What needs to be done - Working through the lines below, return each one that holds "tower".

BEGIN Exercise material

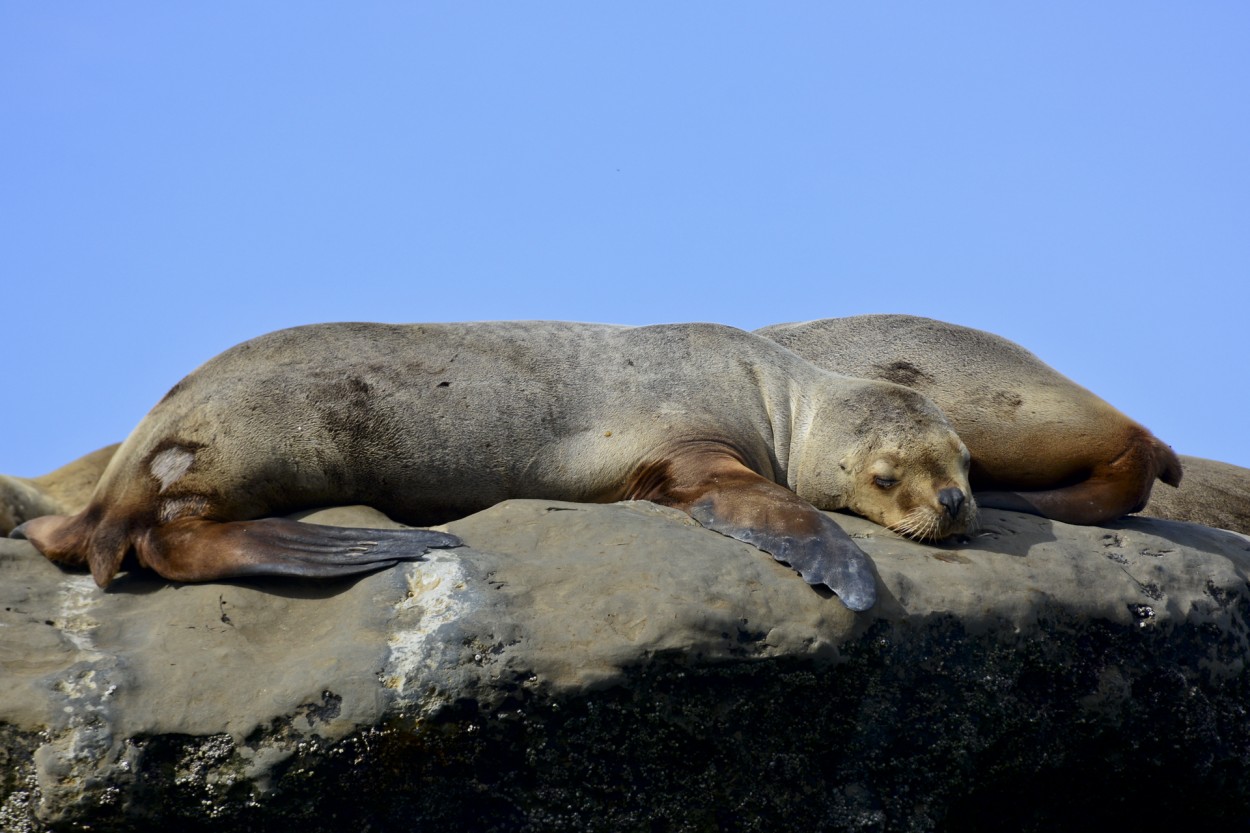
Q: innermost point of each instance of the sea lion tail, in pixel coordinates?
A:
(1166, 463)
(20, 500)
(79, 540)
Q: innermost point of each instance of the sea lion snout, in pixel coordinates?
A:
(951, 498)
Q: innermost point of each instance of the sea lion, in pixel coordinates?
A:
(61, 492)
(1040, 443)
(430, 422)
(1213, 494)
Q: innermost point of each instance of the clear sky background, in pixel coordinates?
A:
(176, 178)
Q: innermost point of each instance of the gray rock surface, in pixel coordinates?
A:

END Exercise material
BEGIN Exercise material

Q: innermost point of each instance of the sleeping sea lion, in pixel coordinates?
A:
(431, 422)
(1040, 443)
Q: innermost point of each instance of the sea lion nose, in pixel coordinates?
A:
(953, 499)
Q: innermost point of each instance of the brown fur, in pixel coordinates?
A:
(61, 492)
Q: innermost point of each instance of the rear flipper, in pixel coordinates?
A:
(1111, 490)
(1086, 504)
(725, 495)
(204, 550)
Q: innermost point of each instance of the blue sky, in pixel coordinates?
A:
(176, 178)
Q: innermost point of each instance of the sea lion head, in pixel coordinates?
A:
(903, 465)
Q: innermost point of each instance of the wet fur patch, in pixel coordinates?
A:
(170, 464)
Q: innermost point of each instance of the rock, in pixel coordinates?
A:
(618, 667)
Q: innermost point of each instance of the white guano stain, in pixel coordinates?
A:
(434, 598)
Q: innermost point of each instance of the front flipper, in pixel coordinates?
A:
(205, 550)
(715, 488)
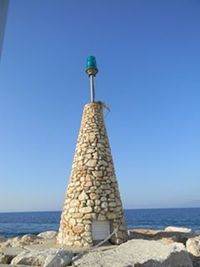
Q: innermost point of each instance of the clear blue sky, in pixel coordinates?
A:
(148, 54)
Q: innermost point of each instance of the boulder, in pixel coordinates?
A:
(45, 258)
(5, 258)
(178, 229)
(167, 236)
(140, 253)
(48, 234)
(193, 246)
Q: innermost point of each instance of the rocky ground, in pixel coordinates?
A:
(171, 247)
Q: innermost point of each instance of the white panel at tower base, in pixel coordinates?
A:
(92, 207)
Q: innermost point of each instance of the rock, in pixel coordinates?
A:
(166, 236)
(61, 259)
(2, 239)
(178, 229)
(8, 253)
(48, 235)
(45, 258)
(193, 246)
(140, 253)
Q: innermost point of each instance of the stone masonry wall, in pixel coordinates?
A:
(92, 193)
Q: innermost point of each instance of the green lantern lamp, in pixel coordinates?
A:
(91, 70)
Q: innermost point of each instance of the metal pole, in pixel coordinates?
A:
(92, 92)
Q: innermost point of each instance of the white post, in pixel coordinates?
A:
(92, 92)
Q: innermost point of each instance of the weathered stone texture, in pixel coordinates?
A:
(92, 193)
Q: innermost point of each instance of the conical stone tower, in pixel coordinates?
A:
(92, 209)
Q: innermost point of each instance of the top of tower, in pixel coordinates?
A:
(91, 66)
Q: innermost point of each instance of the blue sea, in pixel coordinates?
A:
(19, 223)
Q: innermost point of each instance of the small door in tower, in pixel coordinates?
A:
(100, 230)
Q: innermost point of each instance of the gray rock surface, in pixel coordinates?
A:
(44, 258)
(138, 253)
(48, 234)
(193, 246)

END Exercise material

Answer to the exercise -
Q: innermost point of each instance of the white panel at tower base, in pixel coordinates?
Q: innermost point of each instance of the conical stone tower, in pixel coordinates?
Q: innermost point of each instance of the top of tower, in pixel coordinates?
Q: innermost point of each instance of the small door in tower, in pixel coordinates?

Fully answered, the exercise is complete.